What you have to do:
Set down the full listing exactly, character for character.

Data to use:
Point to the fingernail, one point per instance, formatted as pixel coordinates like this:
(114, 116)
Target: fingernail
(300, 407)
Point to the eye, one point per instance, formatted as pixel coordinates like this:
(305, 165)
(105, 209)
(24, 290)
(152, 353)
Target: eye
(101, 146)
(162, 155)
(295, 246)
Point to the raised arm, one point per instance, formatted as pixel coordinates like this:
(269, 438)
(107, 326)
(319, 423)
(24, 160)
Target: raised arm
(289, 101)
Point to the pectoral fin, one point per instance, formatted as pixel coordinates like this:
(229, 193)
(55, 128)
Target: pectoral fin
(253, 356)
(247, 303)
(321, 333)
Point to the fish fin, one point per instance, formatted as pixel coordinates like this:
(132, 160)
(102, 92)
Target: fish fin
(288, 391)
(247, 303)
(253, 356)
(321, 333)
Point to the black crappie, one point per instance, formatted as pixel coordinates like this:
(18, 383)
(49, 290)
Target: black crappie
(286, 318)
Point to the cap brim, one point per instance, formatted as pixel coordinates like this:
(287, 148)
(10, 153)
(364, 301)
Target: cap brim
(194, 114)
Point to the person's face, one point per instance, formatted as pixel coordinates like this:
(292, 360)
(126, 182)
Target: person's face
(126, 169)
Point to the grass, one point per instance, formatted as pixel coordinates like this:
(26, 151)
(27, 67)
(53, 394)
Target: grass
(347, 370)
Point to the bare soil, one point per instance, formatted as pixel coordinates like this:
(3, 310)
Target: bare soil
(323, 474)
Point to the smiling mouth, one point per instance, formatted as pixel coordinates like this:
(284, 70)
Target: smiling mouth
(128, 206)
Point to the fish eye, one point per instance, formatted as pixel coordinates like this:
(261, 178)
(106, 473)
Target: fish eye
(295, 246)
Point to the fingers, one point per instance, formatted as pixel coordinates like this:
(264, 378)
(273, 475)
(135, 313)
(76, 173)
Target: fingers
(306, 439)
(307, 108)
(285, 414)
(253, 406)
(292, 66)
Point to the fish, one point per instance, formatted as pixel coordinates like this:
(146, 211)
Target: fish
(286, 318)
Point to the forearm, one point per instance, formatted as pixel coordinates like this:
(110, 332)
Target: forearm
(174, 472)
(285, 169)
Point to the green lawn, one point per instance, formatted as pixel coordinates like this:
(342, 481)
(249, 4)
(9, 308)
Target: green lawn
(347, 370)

Response below:
Point to the fingernail, one point per instance, formatted as pixel coordinates like this:
(114, 116)
Target: fingernail
(300, 407)
Point to the eye, one point per instance, formatted as pixel coordinates like this:
(305, 165)
(105, 209)
(24, 290)
(152, 353)
Target: eye
(101, 146)
(162, 155)
(295, 246)
Point to the raised arm, one point per instance, formatted as pixel coordinates like this:
(269, 438)
(107, 326)
(319, 423)
(24, 160)
Target: raised arm
(289, 101)
Point to the pectoral fin, one point per instance, formatted as pixel coordinates like this:
(229, 193)
(55, 128)
Target: pectoral fin
(253, 356)
(247, 303)
(321, 333)
Point to the fish fin, one point per instance, formatted as pixel coordinates like this:
(132, 160)
(102, 92)
Target: fish fin
(288, 391)
(247, 303)
(253, 356)
(321, 333)
Point to the black crappie, one point per instance, formatted as pixel coordinates like this:
(18, 383)
(49, 290)
Target: black crappie
(286, 318)
Point to the cap brim, one point per instance, formatted as pixel coordinates like this:
(287, 148)
(10, 153)
(364, 301)
Target: cap brim
(194, 114)
Point to the person's face, one point per instance, formatted as pixel coordinates like this:
(292, 360)
(126, 182)
Target: person's face
(126, 169)
Point to the grass, one point per instance, formatted as pixel coordinates like this:
(26, 151)
(27, 67)
(53, 394)
Target: grass
(347, 370)
Point to the bare soil, one point per instance, formatted as pixel coordinates like this:
(3, 310)
Target: bare soil
(323, 474)
Point to the smiling mouth, one point per instance, formatted as pixel coordinates like this:
(284, 70)
Target: smiling mouth
(128, 206)
Point to the fish eye, one point per instance, formatted as pixel coordinates like this:
(261, 178)
(106, 473)
Target: fish eye
(295, 246)
Point to the fingers, one point per instance, formatted as pixel coordinates like this:
(264, 378)
(273, 475)
(135, 313)
(76, 173)
Target: fingers
(306, 439)
(307, 108)
(285, 414)
(253, 406)
(292, 66)
Point to the fish, one point per instance, formatted as pixel coordinates like this:
(146, 211)
Target: fish
(286, 318)
Point to the forearm, one point per instance, formatted as pixel coordinates like this:
(110, 332)
Target: forearm
(174, 472)
(285, 169)
Point to the green lawn, one point per instance, formatted as pixel coordinates like this:
(342, 481)
(249, 4)
(9, 308)
Target: green lawn
(347, 370)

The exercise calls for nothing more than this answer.